Items from a dataset:
════════

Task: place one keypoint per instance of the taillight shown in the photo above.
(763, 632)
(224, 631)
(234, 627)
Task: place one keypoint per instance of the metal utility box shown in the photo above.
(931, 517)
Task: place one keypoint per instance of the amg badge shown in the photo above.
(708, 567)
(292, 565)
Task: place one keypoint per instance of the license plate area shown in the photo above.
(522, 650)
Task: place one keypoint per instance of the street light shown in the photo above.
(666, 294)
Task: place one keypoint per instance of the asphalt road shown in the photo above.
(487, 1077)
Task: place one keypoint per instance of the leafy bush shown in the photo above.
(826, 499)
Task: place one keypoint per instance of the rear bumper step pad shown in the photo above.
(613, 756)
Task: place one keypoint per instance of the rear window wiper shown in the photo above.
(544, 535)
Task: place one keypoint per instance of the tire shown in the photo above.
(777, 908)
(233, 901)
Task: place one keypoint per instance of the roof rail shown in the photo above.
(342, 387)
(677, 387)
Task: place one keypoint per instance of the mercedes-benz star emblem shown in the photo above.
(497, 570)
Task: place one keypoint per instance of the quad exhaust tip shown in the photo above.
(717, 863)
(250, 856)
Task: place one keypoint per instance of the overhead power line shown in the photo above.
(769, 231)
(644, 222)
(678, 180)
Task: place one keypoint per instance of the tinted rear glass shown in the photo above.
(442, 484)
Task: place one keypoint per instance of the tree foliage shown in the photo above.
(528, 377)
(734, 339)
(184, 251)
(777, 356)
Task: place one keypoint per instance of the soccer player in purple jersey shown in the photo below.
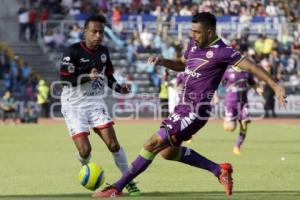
(237, 83)
(204, 64)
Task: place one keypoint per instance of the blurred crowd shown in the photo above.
(21, 84)
(278, 55)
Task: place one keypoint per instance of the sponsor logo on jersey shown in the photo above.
(215, 46)
(103, 58)
(192, 73)
(66, 59)
(209, 54)
(71, 68)
(96, 85)
(235, 54)
(193, 48)
(82, 60)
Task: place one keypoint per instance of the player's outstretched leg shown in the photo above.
(222, 171)
(140, 164)
(241, 138)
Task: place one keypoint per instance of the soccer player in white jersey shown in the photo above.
(84, 68)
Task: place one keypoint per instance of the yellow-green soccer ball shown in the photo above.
(91, 176)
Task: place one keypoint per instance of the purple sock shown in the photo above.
(190, 157)
(139, 165)
(240, 140)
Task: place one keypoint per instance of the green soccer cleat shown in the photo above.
(132, 189)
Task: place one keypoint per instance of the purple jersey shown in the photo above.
(237, 83)
(204, 70)
(203, 73)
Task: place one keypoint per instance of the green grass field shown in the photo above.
(38, 162)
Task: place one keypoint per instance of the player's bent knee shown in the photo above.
(153, 144)
(229, 126)
(169, 153)
(113, 147)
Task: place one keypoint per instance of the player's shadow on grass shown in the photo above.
(239, 195)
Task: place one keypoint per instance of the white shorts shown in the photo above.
(80, 120)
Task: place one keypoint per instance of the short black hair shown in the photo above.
(95, 18)
(206, 18)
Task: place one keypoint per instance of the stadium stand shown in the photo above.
(242, 23)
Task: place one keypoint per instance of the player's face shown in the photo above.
(94, 33)
(200, 34)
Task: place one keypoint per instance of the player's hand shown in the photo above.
(125, 88)
(281, 96)
(94, 74)
(155, 60)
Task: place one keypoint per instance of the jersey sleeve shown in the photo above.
(68, 72)
(109, 66)
(186, 53)
(225, 78)
(230, 56)
(67, 67)
(251, 80)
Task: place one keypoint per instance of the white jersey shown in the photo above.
(83, 107)
(85, 95)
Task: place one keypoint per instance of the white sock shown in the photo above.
(120, 160)
(83, 161)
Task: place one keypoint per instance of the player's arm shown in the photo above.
(111, 81)
(175, 65)
(114, 85)
(247, 64)
(68, 72)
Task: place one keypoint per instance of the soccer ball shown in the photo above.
(91, 176)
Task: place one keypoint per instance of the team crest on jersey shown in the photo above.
(209, 54)
(96, 85)
(232, 76)
(103, 58)
(66, 59)
(71, 68)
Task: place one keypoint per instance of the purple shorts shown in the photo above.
(237, 111)
(182, 124)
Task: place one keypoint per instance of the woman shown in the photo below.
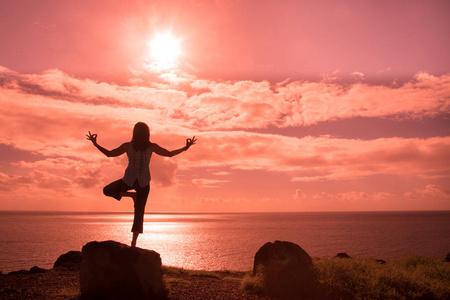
(137, 174)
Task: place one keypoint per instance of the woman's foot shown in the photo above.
(129, 194)
(135, 236)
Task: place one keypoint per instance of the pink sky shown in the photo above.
(297, 105)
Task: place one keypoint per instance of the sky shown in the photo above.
(297, 105)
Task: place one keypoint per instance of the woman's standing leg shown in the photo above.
(139, 210)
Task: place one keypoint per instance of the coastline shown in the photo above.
(413, 277)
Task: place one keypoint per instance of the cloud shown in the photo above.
(213, 105)
(46, 116)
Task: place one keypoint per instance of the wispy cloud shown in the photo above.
(49, 113)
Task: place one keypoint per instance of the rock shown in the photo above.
(342, 255)
(71, 260)
(113, 270)
(20, 272)
(289, 272)
(36, 270)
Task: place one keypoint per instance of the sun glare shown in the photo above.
(164, 51)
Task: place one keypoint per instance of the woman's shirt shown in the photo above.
(138, 166)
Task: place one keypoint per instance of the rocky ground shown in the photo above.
(61, 283)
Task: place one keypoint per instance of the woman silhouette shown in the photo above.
(137, 174)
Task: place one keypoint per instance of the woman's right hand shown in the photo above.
(92, 137)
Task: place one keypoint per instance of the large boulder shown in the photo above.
(70, 260)
(287, 270)
(113, 270)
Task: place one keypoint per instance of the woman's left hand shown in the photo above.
(190, 142)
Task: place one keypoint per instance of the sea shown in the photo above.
(223, 241)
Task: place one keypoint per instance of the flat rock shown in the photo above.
(288, 270)
(111, 270)
(70, 260)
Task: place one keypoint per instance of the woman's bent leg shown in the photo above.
(115, 188)
(139, 209)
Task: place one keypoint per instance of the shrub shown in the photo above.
(409, 277)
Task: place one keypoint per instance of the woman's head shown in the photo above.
(141, 136)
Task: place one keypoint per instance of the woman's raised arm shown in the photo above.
(110, 153)
(164, 152)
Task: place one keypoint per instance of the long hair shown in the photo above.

════════

__EXERCISE OBJECTIVE__. A faithful copy is required of the lines from the one with "Task: place one keypoint per instance of the woman's head" through the last line of the data; please add nothing.

__SOLUTION__.
Task: place one keypoint per instance of the woman's head shown in the photo above.
(141, 136)
Task: place one keypoint per instance of the woman's raised arm shown in the photo above.
(110, 153)
(164, 152)
Task: place one keypoint per instance of the long hair shown in the photo above.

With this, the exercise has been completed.